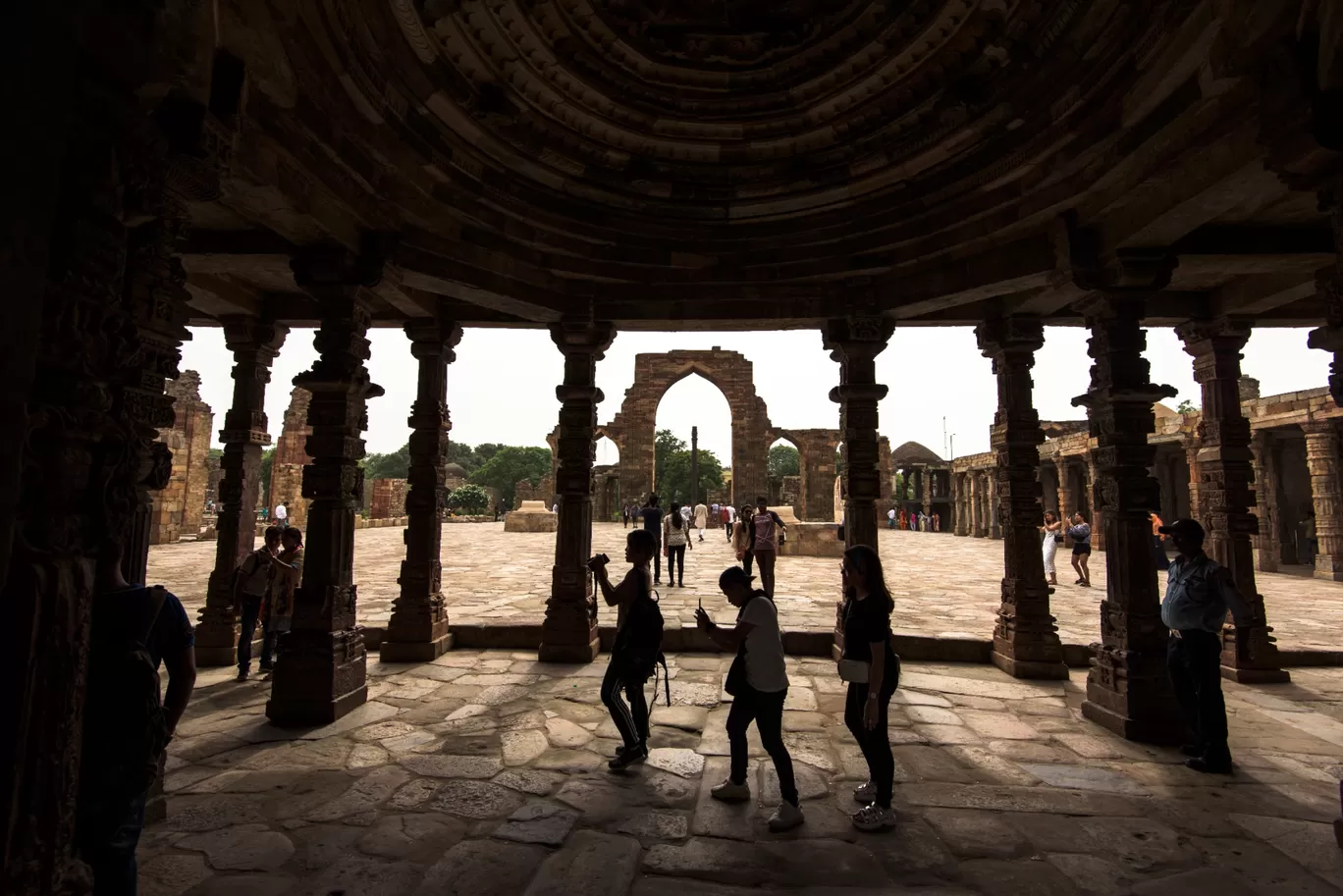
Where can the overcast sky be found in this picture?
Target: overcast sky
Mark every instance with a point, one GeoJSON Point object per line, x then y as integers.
{"type": "Point", "coordinates": [501, 389]}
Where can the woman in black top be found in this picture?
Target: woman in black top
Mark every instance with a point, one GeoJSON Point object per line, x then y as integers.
{"type": "Point", "coordinates": [867, 638]}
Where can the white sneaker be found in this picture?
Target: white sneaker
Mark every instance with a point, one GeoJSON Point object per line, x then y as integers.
{"type": "Point", "coordinates": [785, 817]}
{"type": "Point", "coordinates": [729, 791]}
{"type": "Point", "coordinates": [873, 817]}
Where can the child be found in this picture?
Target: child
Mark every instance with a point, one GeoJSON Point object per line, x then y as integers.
{"type": "Point", "coordinates": [626, 669]}
{"type": "Point", "coordinates": [758, 695]}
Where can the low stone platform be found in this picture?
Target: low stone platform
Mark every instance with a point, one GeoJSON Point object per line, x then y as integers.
{"type": "Point", "coordinates": [482, 774]}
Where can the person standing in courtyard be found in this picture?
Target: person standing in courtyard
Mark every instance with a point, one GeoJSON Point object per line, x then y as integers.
{"type": "Point", "coordinates": [1198, 594]}
{"type": "Point", "coordinates": [1080, 535]}
{"type": "Point", "coordinates": [759, 687]}
{"type": "Point", "coordinates": [250, 586]}
{"type": "Point", "coordinates": [1053, 534]}
{"type": "Point", "coordinates": [652, 516]}
{"type": "Point", "coordinates": [127, 724]}
{"type": "Point", "coordinates": [675, 540]}
{"type": "Point", "coordinates": [767, 529]}
{"type": "Point", "coordinates": [624, 670]}
{"type": "Point", "coordinates": [871, 666]}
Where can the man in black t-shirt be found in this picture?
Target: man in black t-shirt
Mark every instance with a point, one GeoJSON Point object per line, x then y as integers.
{"type": "Point", "coordinates": [652, 514]}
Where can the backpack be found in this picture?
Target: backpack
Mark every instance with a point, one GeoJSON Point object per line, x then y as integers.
{"type": "Point", "coordinates": [125, 729]}
{"type": "Point", "coordinates": [641, 642]}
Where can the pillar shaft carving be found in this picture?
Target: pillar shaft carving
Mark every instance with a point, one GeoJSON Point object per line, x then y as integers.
{"type": "Point", "coordinates": [1026, 640]}
{"type": "Point", "coordinates": [419, 627]}
{"type": "Point", "coordinates": [1268, 547]}
{"type": "Point", "coordinates": [569, 632]}
{"type": "Point", "coordinates": [1321, 458]}
{"type": "Point", "coordinates": [1128, 689]}
{"type": "Point", "coordinates": [321, 669]}
{"type": "Point", "coordinates": [255, 344]}
{"type": "Point", "coordinates": [856, 343]}
{"type": "Point", "coordinates": [1226, 496]}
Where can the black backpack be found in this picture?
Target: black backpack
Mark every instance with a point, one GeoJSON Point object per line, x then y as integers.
{"type": "Point", "coordinates": [125, 729]}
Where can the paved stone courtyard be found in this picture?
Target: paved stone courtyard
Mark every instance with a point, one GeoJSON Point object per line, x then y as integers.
{"type": "Point", "coordinates": [943, 585]}
{"type": "Point", "coordinates": [482, 774]}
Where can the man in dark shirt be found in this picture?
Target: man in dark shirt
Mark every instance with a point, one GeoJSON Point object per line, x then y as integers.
{"type": "Point", "coordinates": [652, 514]}
{"type": "Point", "coordinates": [110, 818]}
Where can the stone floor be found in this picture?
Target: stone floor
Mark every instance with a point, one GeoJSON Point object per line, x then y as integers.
{"type": "Point", "coordinates": [481, 774]}
{"type": "Point", "coordinates": [943, 585]}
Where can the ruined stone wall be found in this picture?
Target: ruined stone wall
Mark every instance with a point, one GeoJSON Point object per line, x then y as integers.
{"type": "Point", "coordinates": [179, 506]}
{"type": "Point", "coordinates": [387, 499]}
{"type": "Point", "coordinates": [287, 472]}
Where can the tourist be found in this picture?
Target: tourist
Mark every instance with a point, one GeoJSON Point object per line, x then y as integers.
{"type": "Point", "coordinates": [250, 586]}
{"type": "Point", "coordinates": [871, 666]}
{"type": "Point", "coordinates": [767, 534]}
{"type": "Point", "coordinates": [652, 516]}
{"type": "Point", "coordinates": [1198, 594]}
{"type": "Point", "coordinates": [1053, 534]}
{"type": "Point", "coordinates": [626, 672]}
{"type": "Point", "coordinates": [287, 575]}
{"type": "Point", "coordinates": [127, 727]}
{"type": "Point", "coordinates": [675, 539]}
{"type": "Point", "coordinates": [1080, 535]}
{"type": "Point", "coordinates": [759, 687]}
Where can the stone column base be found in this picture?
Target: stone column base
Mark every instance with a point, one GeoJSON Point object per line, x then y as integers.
{"type": "Point", "coordinates": [415, 651]}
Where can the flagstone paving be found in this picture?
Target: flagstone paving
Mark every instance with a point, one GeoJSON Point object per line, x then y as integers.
{"type": "Point", "coordinates": [433, 789]}
{"type": "Point", "coordinates": [943, 585]}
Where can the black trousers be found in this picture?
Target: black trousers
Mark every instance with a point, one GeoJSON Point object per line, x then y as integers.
{"type": "Point", "coordinates": [1194, 661]}
{"type": "Point", "coordinates": [675, 564]}
{"type": "Point", "coordinates": [630, 720]}
{"type": "Point", "coordinates": [876, 743]}
{"type": "Point", "coordinates": [766, 710]}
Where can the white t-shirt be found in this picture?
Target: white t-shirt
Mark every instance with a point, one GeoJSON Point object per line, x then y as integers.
{"type": "Point", "coordinates": [765, 647]}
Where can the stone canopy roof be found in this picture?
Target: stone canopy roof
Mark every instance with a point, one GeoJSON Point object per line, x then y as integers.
{"type": "Point", "coordinates": [725, 163]}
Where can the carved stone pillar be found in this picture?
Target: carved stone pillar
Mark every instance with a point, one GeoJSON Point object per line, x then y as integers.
{"type": "Point", "coordinates": [1225, 465]}
{"type": "Point", "coordinates": [320, 673]}
{"type": "Point", "coordinates": [1321, 458]}
{"type": "Point", "coordinates": [856, 342]}
{"type": "Point", "coordinates": [569, 632]}
{"type": "Point", "coordinates": [1026, 640]}
{"type": "Point", "coordinates": [255, 344]}
{"type": "Point", "coordinates": [1268, 549]}
{"type": "Point", "coordinates": [1128, 689]}
{"type": "Point", "coordinates": [418, 629]}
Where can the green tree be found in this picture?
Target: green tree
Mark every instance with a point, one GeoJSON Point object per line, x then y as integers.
{"type": "Point", "coordinates": [665, 444]}
{"type": "Point", "coordinates": [389, 466]}
{"type": "Point", "coordinates": [675, 477]}
{"type": "Point", "coordinates": [784, 459]}
{"type": "Point", "coordinates": [510, 465]}
{"type": "Point", "coordinates": [469, 499]}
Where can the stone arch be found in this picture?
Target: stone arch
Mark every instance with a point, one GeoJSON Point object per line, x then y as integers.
{"type": "Point", "coordinates": [633, 427]}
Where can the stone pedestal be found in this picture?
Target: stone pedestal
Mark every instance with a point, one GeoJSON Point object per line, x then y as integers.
{"type": "Point", "coordinates": [320, 672]}
{"type": "Point", "coordinates": [1026, 640]}
{"type": "Point", "coordinates": [531, 516]}
{"type": "Point", "coordinates": [418, 629]}
{"type": "Point", "coordinates": [1128, 689]}
{"type": "Point", "coordinates": [1321, 458]}
{"type": "Point", "coordinates": [255, 344]}
{"type": "Point", "coordinates": [1226, 470]}
{"type": "Point", "coordinates": [569, 632]}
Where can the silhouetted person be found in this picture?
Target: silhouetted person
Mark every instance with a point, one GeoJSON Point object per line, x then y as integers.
{"type": "Point", "coordinates": [127, 724]}
{"type": "Point", "coordinates": [1198, 594]}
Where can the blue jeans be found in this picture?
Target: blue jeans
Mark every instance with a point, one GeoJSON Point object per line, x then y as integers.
{"type": "Point", "coordinates": [109, 831]}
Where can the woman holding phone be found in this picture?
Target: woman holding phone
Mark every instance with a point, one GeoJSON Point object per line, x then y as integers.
{"type": "Point", "coordinates": [871, 666]}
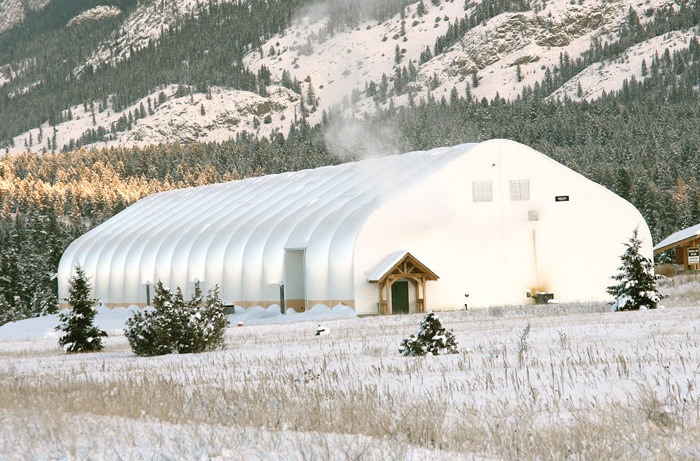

*-*-*

- _Work instruction_: Only lines with the string "person" are wanted; please find each one in the listing and copy it.

- _Response to the task_:
Where can the person standing in courtyard be found in this picture?
Target: person standing in courtyard
Where can the silhouetted person be found in this picture?
Target: silhouetted person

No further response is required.